*What the exercise asks*.
Copy out the blog comments from "Love your tips." down to "for trail mix!!!!", using "reheated meals" in place of "leftovers".

Love your tips. Thanks! I'm having left over chicken for supper. I love leftovers, but my dh doesn't. So now after reading this I feel much better about serving leftovers.
What's brookies?
And any ideas on how to get a 7 year old to eat fruit and vegetables?? She refuses, and I'm not sure what to do.

Heidi said...

Goodness sakes, you're amazing!

Anonymous said...

Jenna! You don't know me at all but you sure do inspire me! I can't remember how I found your blog but I have been following you for more than a year. You actually inspired me to organize my meals better even before you wrote this post! Here is a link to my post:

You will notice that I blatantly stole your recipe for trail mix!!!!

Abby said...

I comment ALL the time to Orion about how awesome you are at feeding your family well. When Lyndsay came out to help me with the babies, I was a little stunned that her actual snack request when away from home was "baby carrots". What?! No junk? Really? OKAY! It's so easy to fall into the "fun" foods when away from home, ya know? I love that so much about you. I'm jealous of it.

Lines of data:
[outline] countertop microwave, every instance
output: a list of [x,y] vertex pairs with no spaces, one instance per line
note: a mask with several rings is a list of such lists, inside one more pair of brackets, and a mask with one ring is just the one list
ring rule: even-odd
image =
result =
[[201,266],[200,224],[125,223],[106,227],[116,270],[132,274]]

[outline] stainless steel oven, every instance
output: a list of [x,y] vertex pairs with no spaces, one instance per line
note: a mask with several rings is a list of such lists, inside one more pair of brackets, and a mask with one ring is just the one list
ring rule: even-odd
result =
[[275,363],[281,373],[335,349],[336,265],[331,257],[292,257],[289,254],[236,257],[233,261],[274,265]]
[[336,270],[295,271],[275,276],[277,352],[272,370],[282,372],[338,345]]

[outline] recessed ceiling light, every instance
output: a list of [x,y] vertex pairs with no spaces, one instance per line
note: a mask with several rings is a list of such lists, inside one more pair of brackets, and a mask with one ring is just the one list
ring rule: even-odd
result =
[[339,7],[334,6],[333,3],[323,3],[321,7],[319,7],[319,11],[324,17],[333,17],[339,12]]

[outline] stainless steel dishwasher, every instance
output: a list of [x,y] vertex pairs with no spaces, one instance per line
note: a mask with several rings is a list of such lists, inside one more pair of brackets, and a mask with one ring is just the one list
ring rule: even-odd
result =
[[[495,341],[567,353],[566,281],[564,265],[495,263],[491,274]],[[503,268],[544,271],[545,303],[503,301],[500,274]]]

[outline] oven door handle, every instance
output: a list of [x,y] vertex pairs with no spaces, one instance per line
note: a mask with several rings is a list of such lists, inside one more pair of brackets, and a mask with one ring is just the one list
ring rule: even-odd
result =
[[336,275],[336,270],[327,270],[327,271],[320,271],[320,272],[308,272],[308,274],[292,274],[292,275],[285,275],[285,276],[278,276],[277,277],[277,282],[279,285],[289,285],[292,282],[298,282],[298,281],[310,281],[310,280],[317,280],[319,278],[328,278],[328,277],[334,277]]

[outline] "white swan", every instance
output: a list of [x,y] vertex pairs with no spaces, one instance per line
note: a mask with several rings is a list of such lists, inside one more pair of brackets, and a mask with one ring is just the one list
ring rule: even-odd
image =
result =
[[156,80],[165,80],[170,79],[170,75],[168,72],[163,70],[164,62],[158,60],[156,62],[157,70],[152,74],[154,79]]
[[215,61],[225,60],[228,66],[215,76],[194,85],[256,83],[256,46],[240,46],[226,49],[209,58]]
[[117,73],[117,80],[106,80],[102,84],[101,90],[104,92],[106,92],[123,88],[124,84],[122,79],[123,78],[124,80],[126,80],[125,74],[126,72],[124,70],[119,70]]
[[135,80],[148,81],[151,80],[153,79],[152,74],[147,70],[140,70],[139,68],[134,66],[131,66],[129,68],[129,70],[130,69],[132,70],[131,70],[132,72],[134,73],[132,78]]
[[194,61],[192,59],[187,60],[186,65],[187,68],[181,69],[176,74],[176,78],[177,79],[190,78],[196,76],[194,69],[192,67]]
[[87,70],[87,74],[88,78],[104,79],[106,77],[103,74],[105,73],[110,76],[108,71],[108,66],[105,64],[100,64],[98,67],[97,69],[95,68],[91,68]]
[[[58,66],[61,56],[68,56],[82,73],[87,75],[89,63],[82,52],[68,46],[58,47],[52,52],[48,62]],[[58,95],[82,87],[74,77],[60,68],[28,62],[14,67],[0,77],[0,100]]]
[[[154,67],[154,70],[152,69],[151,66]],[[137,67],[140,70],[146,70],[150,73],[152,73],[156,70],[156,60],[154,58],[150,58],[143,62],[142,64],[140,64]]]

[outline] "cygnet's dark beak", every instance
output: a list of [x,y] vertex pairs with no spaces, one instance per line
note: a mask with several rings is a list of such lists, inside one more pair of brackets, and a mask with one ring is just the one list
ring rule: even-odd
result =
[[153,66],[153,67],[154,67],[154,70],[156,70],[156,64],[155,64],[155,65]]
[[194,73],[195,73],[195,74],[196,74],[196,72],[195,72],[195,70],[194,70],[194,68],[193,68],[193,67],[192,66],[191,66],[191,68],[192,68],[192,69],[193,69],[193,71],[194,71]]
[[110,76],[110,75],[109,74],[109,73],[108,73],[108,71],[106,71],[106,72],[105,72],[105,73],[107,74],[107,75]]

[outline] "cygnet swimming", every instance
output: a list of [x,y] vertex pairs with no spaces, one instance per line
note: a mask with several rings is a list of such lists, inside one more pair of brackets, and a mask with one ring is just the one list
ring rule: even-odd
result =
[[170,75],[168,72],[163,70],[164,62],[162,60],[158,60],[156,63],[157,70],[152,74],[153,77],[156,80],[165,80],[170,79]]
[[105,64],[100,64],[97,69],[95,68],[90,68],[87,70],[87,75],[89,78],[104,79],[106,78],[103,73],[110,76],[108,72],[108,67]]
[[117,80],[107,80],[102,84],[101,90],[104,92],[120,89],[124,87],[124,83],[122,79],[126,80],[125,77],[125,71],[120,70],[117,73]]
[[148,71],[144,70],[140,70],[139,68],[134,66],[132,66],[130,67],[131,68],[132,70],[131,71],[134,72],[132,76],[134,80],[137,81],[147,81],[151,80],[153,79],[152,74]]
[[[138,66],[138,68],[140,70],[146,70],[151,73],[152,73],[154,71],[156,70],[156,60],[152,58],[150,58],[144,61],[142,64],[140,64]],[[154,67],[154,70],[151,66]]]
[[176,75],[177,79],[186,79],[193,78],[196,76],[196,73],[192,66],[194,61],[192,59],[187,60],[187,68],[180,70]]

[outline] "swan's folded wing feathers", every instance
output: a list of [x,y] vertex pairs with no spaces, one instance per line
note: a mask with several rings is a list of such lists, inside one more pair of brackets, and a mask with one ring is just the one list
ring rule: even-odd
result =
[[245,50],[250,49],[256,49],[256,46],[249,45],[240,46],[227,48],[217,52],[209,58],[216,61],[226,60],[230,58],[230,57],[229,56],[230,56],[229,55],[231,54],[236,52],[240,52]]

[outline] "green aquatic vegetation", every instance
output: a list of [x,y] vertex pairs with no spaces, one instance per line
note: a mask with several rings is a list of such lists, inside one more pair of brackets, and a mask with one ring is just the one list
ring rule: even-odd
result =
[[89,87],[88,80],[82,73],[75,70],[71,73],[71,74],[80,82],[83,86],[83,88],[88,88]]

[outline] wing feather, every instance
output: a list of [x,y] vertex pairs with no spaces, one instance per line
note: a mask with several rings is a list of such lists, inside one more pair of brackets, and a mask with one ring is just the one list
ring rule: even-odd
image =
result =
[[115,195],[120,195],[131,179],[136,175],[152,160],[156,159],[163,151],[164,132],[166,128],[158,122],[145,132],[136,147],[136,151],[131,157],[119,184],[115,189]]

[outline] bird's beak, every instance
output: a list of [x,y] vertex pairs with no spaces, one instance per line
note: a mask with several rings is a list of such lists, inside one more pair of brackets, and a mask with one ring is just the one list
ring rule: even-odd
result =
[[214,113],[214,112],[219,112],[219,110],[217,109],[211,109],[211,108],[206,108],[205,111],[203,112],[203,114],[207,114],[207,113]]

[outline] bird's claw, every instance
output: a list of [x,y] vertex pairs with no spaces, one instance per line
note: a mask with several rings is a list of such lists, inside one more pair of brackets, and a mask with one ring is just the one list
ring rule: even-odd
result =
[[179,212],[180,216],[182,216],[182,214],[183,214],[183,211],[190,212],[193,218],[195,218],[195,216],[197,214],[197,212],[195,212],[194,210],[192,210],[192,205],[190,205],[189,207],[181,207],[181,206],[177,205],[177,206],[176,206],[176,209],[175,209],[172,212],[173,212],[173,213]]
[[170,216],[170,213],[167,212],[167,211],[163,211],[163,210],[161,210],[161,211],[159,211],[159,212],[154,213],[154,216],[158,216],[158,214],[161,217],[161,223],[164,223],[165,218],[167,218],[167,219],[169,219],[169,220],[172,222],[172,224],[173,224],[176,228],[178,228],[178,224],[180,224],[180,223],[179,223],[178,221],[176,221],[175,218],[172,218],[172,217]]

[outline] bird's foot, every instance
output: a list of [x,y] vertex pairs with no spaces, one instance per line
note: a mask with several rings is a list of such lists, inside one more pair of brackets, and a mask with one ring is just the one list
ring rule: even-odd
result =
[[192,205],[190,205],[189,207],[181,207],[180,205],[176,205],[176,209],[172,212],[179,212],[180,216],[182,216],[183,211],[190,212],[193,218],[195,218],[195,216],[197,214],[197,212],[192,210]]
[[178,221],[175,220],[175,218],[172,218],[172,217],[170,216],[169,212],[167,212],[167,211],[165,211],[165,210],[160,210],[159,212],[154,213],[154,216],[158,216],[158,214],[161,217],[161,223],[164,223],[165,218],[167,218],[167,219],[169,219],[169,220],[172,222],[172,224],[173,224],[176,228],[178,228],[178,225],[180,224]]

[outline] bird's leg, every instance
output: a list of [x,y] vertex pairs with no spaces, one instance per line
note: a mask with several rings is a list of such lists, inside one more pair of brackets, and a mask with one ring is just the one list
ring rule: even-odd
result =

*Answer for this exercise*.
Love your tips. Thanks! I'm having left over chicken for supper. I love reheated meals, but my dh doesn't. So now after reading this I feel much better about serving reheated meals.
What's brookies?
And any ideas on how to get a 7 year old to eat fruit and vegetables?? She refuses, and I'm not sure what to do.

Heidi said...

Goodness sakes, you're amazing!

Anonymous said...

Jenna! You don't know me at all but you sure do inspire me! I can't remember how I found your blog but I have been following you for more than a year. You actually inspired me to organize my meals better even before you wrote this post! Here is a link to my post:

You will notice that I blatantly stole your recipe for trail mix!!!!